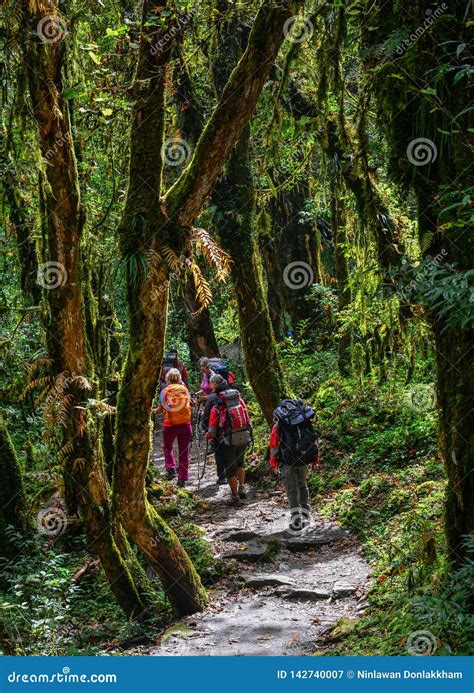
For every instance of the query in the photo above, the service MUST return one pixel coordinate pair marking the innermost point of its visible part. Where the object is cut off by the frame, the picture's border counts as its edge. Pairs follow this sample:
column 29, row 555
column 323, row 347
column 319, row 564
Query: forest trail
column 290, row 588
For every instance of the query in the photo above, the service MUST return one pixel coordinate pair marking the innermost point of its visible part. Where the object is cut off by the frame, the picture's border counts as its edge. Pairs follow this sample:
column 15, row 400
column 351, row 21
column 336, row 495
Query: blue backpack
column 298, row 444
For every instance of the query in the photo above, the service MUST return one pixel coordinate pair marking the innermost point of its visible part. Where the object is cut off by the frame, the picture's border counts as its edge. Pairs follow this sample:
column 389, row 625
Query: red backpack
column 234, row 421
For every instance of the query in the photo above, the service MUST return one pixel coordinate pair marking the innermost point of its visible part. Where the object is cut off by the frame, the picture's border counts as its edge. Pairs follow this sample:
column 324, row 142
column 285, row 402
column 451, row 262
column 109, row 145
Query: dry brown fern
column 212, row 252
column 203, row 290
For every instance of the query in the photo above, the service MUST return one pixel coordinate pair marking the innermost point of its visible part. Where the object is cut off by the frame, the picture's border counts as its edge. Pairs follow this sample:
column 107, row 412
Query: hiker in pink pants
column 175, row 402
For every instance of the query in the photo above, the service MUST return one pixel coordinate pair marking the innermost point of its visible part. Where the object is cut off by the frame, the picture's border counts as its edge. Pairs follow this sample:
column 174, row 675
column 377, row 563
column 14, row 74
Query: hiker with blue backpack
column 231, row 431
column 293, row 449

Stated task → Leave out the pictures and restate everything else word for word.

Exercise response →
For every instance of the query in the photo above, the service MUST return one pixel coordinate pair marking the innermost point of its visible part. Where the object is cut off by the frame, the picture's border counts as its edge. Pairs follow this sample:
column 29, row 555
column 323, row 347
column 319, row 564
Query: forest trail
column 290, row 588
For every instance of the query in the photo above, the service MUST return one pixel coordinate pair marking the innermost point of its visible part. Where the object is cut off by the frame, the picture's border counts as its edge. Pairs follow this sample:
column 15, row 400
column 351, row 21
column 336, row 495
Query: blue backpack
column 298, row 444
For every instance of the query in the photo above, the service MUST return one pixel coordinate pair marking the innermost point of its visible part. Where the object is cut off by the frame, the picture's border counts as its edge. Pairs follow this sample:
column 389, row 625
Query: red backpack
column 234, row 421
For every instance of the query in the photo above, the service MUST return one pixel coordinate pair marking the innermost point of its visible part. Where the object is cut off by the frame, the picture's border counts as its edge. Pairs follow this sample:
column 324, row 142
column 285, row 402
column 451, row 262
column 109, row 145
Query: dry brown fern
column 212, row 252
column 203, row 290
For every instance of the query in the photo above, the service MUST return one pixel coordinate pair marking the innermost point of its visible part. Where the object is cut off by the frame, the picture's border counts as its edge. Pairs follow this sample:
column 107, row 412
Query: hiker in pink pants
column 175, row 402
For every instance of the query in the photo above, the service MUST return one pixel coordinate pair marking the innermost point of its visible part. Where the object is cut off by the frame, the picture's border counts as its edge. Pairs follow this sample:
column 174, row 675
column 377, row 563
column 14, row 74
Query: hiker with blue backpack
column 231, row 431
column 293, row 449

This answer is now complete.